_STORED RECORDS_:
────────

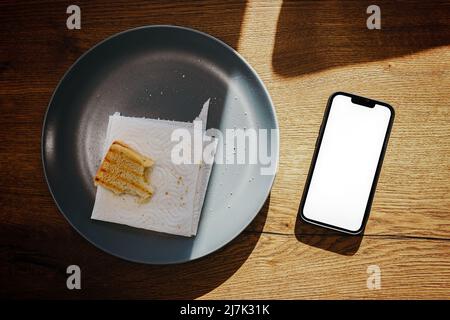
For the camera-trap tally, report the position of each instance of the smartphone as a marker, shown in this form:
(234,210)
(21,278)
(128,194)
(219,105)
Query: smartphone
(347,161)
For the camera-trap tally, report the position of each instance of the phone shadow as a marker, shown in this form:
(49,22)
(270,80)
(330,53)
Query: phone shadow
(325,239)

────────

_WHAT IS REQUIRED_:
Render the lines above as a Markdown table with the columns "Row" and "Line", numbering each row and skipping blank lines. Leave the pictures out of the table.

_THE OUTPUT_:
| Row | Line |
|---|---|
| 1 | For the camera-trap tally, report the position of each instance of the smartphone as a marker, shown in this form: |
| 2 | (234,210) |
| 3 | (21,278) |
| 4 | (128,194) |
| 5 | (219,105) |
| 6 | Query: smartphone |
| 7 | (347,161) |
| 8 | For the camera-trap tally, report the position of each instance of the phone shadow as a marker, shown in this form: |
| 9 | (49,22) |
| 10 | (270,80) |
| 11 | (330,53) |
| 12 | Query: phone shadow |
| 13 | (325,239) |